• **SET OF TASKS**:
1 > Condense the paragraph beginning "The investigation enrolled roughly 7,500 eyes" from the passage on blood pressure and glaucoma into a short bulleted list that keeps its main facts.
2 > Pick up the passage on blood pressure and glaucoma after its last sentence and carry it forward.

• **PASSAGE PROVIDED**:
__________________________________________________
Blood pressure levels play a role in glaucoma progression; after adjusting for IOP at follow-up, faster RNFL thickness change rates were found with each 10mm Hg lower mean arterial pressure. Photo: Getty Images.
Vascular factors affecting the blood supply to the eye have long been suspected of playing a role in glaucoma, which could open the door for additional therapy options. When adjusting for IOP, new research suggests lower arterial and diastolic arterial pressures may be closely linked to faster rates of RNFL loss, indicating that levels of systemic blood pressure may play a significant role in glaucoma progression.
Based on these findings, clinicians should be mindful of not only IOP, but also systemic arterial pressure when monitoring the disease state, the study authors explained.
The investigation enrolled roughly 7,500 eyes of about 4,000 subjects from the Duke Glaucoma Registry. The authors investigated the effects of blood pressure on the rate of RNFL loss based on SD-OCT images over time. Other considerations included gender, race, diagnosis, central corneal thickness, follow-up intervals and baseline disease severity. The results were based on 157,291 blood pressure visits, 45,408 IOP readings and 30,238 SD-OCT images.
Overall, the mean rate of RNFL change was -0.70μm/year. Considering follow-up results based on univariable models, the research team found no significant link between RNFL loss and mean arterial pressure, systolic arterial pressure or diastolic arterial pressure.
__________________________________________________
• **DATASET CONTENT**:
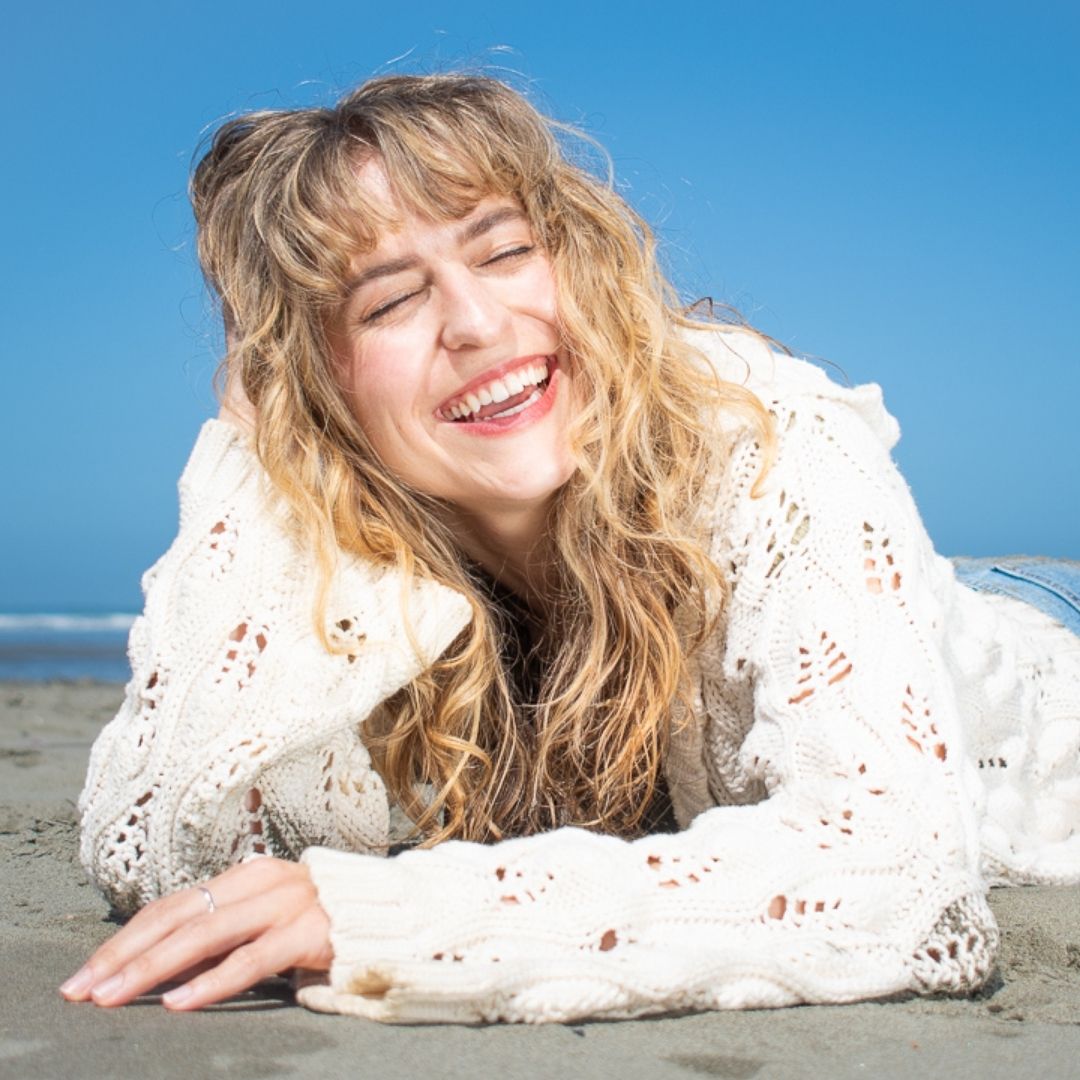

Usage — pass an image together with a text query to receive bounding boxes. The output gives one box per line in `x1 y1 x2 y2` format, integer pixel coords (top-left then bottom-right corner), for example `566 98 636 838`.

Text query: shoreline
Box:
0 679 1080 1080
__________________________________________________
• **RESPONSES TO THE TASKS**:
1 >
- About 7,500 eyes from roughly 4,000 Duke Glaucoma Registry subjects were studied.
- The study looked at how blood pressure affects the rate of RNFL loss seen on SD-OCT images over time.
- The analysis also considered gender, race, diagnosis, central corneal thickness, follow-up intervals and baseline disease severity.
- The data included 157,291 blood pressure visits, 45,408 IOP readings and 30,238 SD-OCT images.

2 >
On the other hand, when adjusting for IOP at follow-up, significantly faster rates of RNFL thickness change over time were found with each 10mm Hg lower mean arterial pressure (-0.06μm/year) and diastolic arterial pressure (-0.08μm/year). However, this result was not mirrored when it came to systolic arterial pressure (-0.01μm/year).
Also of note: arterial pressure effects remained significant after additional adjustment for baseline age, diagnosis, sex, race, follow-up time, disease severity and corneal thickness.
The investigation improved the design of previous studies by looking closely at the direct impact of blood pressure on glaucoma progression, the researchers suggest. Using the large database of patients under routine care, the study was able to derive precise estimates of the independent effect of blood pressure on rates of structural loss in glaucoma, they add.
Jammal AA, Berchuck SI, Mariottoni EB, et al. Blood pressure and glaucomatous progression in a large clinical population. Ophthalmology. August 30, 2021. [Epub ahead of print].